- _Exercise instructions_
Copy every one of the entries below line for line, with nothing changed, but leave the pictures out.

Dataset entries:
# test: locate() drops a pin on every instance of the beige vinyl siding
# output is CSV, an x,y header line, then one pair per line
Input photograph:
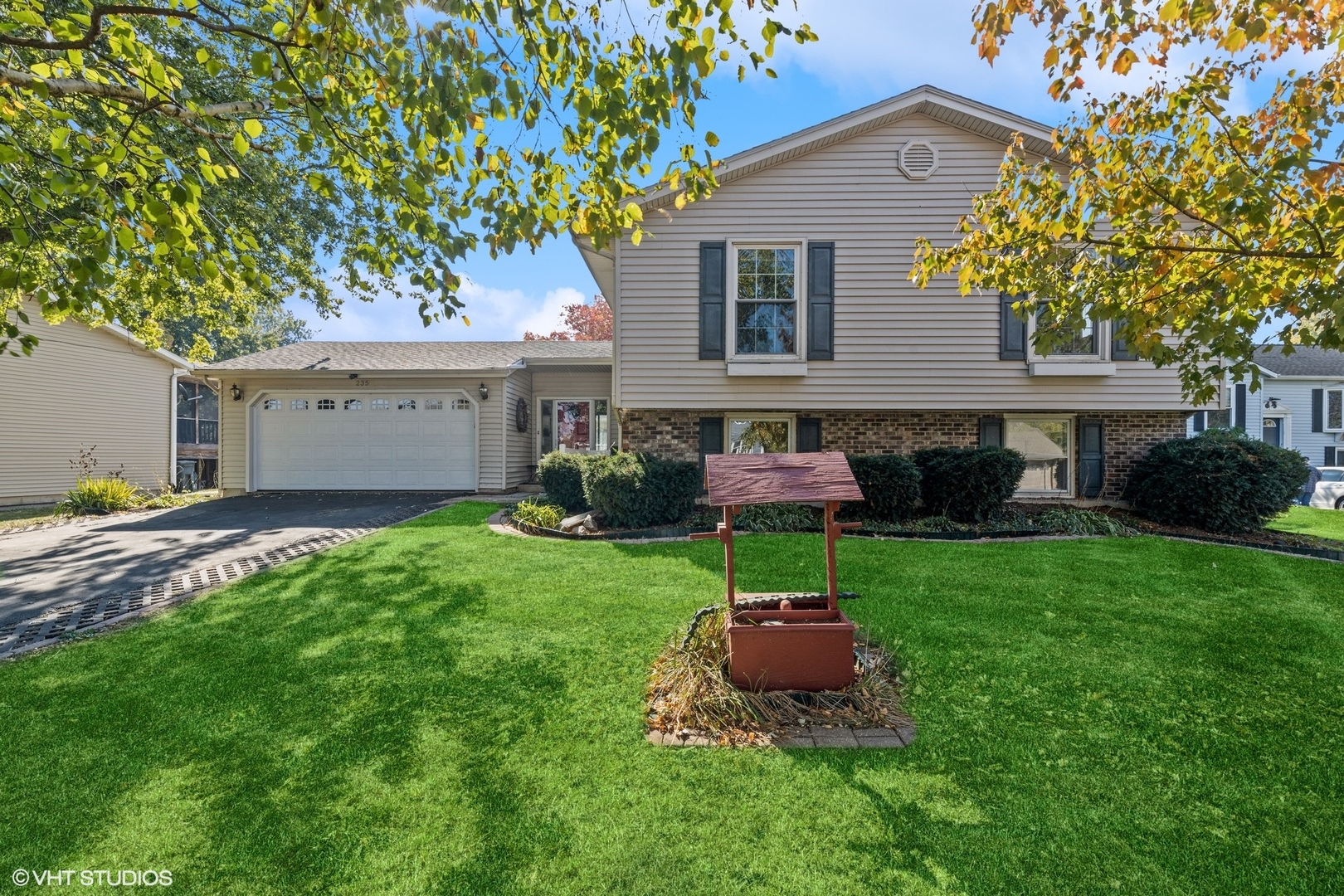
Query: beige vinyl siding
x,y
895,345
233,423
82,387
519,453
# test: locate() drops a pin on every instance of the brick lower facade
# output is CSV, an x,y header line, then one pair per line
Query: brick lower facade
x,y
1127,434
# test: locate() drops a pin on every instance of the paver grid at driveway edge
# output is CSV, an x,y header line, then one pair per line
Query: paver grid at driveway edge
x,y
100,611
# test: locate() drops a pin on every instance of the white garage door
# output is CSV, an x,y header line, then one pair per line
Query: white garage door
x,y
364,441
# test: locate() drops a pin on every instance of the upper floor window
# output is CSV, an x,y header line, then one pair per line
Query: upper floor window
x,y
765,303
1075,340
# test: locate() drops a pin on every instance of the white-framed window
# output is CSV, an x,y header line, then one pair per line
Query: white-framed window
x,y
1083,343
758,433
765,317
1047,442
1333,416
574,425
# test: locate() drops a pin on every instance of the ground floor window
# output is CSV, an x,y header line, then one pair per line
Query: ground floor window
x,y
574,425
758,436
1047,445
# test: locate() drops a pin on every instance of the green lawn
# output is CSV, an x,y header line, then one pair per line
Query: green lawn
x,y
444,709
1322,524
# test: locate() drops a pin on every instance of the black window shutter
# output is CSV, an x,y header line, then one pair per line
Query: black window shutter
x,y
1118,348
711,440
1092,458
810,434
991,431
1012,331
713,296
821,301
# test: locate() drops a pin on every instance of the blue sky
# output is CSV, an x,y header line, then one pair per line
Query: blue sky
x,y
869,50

- _Finished exercise_
# test: locate() drops a pin on every instance of the beige vinyl siding
# output is CSV, an x,y header line, then one pair per line
Input photograph:
Query: beige vinyl siding
x,y
895,345
233,423
82,387
519,453
# test: locate() drops a pin on every instance of the brick lower facade
# output is CSV, an x,y header line, then one pair per line
Query: brick lower facade
x,y
1127,434
# test: locate() drops a pin on every instance of the paver grid at driveway edge
# output is CSV, an x,y header line, then one pair per line
Query: paver grid at driveway edge
x,y
100,611
# test: locate() drops a pin on every instance of the white garage door
# output is CSV, an x,y header line, then one pair per line
Query: white garage door
x,y
364,441
# test: locate() drops a pin on every instance of the upper floor window
# output is CSV, an x,y header line, then one pair per line
Query: upper floor window
x,y
765,303
1075,340
# test: locate() drops a pin on every instance of the white-framed window
# output is CSV, an x,y header line, then one pair per line
Query: white-framed window
x,y
1083,343
758,433
765,317
1047,442
1333,416
574,425
# test: locate() drops a pin on every instance of the ground floor window
# output is CSV, an x,y header line, then one pair per line
Query: ground floor window
x,y
574,425
758,436
1047,445
# test: locate() drops a pin on every instance of the green lawn
# output is CSV, an x,y header line, then one pair per line
Query: green lawn
x,y
444,709
1322,524
# test: locate() drops a pin on every instance of the black window shutter
# output is CSV, an x,y header line, then one pair per line
Query: black window shutter
x,y
1118,348
711,440
1092,458
810,434
991,431
1012,331
713,296
821,301
# test: locate() drops a pin on every instance of the blue sky
# output is CSV, an x,y header line, then one pair per line
Query: blue sky
x,y
869,50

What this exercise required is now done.